Restate all entries exactly.
+ + + + + + +
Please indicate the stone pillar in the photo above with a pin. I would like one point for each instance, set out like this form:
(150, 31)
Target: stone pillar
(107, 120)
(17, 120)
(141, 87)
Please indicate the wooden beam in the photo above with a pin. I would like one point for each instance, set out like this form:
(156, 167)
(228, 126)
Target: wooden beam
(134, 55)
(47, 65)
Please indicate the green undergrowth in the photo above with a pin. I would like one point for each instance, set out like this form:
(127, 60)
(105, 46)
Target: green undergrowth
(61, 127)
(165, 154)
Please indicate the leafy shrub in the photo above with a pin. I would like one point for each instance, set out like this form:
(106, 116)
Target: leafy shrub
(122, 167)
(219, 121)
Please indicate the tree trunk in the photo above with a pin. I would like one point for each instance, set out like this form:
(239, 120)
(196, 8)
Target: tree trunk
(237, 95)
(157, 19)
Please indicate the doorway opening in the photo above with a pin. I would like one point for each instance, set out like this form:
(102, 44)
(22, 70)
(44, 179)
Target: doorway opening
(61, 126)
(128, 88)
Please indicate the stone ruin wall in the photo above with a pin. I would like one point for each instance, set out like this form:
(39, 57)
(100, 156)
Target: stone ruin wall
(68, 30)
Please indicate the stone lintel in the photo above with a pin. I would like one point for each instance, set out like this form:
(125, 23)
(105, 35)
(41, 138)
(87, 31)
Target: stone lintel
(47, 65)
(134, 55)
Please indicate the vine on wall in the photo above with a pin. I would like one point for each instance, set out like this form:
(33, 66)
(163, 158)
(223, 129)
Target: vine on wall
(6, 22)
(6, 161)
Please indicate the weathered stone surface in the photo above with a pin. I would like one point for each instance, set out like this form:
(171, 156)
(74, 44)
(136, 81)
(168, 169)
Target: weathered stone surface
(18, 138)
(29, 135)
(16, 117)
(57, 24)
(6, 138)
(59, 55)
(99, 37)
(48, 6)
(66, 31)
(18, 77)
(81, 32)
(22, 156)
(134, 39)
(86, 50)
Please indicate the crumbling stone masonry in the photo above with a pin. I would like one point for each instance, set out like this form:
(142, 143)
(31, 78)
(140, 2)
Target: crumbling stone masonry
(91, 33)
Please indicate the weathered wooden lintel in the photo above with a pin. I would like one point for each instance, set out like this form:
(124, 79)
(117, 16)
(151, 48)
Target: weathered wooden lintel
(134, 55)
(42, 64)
+ + + + + + +
* SOLUTION FOR THIS TASK
Please indicate the stone pillar in the photo above with a pin. I would like one point for each instance, set out like this form:
(150, 31)
Target: stone pillar
(107, 120)
(17, 120)
(141, 87)
Please indicate the wooden beam in the photo above with a pin. I would like one point for each instance, set out like this form:
(156, 167)
(228, 126)
Target: wooden beam
(134, 55)
(47, 65)
Please indicate the green undergrowth in the photo above with a pin. I would like one point for each instance, set out like this form:
(127, 60)
(105, 46)
Target: green undergrowth
(61, 127)
(165, 154)
Please indicate the leafy shrub in the photo above with a pin. I would like one point for each instance, set out like this form:
(106, 116)
Target: leafy shrub
(122, 167)
(219, 121)
Please indicate the tree trunk in the photo above with a pin. I would like one point for each instance, set out like this form:
(239, 120)
(196, 8)
Target: tree trunk
(237, 95)
(157, 19)
Please indicate the doorway opening in the photo above with a pin. I would like one point for each instance, set out like this form:
(102, 44)
(22, 70)
(44, 179)
Target: doorway opening
(61, 126)
(128, 88)
Please indicate the stone ruin wall in the photo above with a pin. I would like one point for each instance, set out like this form:
(39, 57)
(100, 156)
Target: stone ruin wall
(68, 30)
Please indicate the stone lintel in the photo above with a pin. I would like one point for each instance, set out like this form:
(125, 23)
(105, 35)
(41, 138)
(87, 31)
Target: stone lintel
(47, 65)
(134, 55)
Please indicate the vine on wall in the photo above with a pin. I would like one point for each instance, set out like this form:
(33, 66)
(163, 158)
(223, 129)
Target: vine on wall
(6, 22)
(6, 161)
Please indicate the weathered stone surface in the photo above with a pin. I would like one point for each instance, set out like this form:
(171, 156)
(74, 44)
(136, 81)
(168, 169)
Target: weathered stone surface
(18, 138)
(29, 135)
(16, 117)
(57, 24)
(6, 138)
(59, 55)
(99, 37)
(48, 6)
(66, 31)
(18, 77)
(81, 32)
(22, 156)
(134, 39)
(86, 50)
Please indicate the crumbling stone masonry in the photo above with a pin. I would like one point for each instance, set out like this form:
(142, 143)
(31, 78)
(140, 2)
Target: crumbling stone masonry
(91, 33)
Please indicate the weathered wooden lintel in the photo above with a pin. I would like one point for each instance, set out like this form:
(124, 79)
(117, 16)
(151, 48)
Target: weathered wooden lintel
(134, 55)
(42, 64)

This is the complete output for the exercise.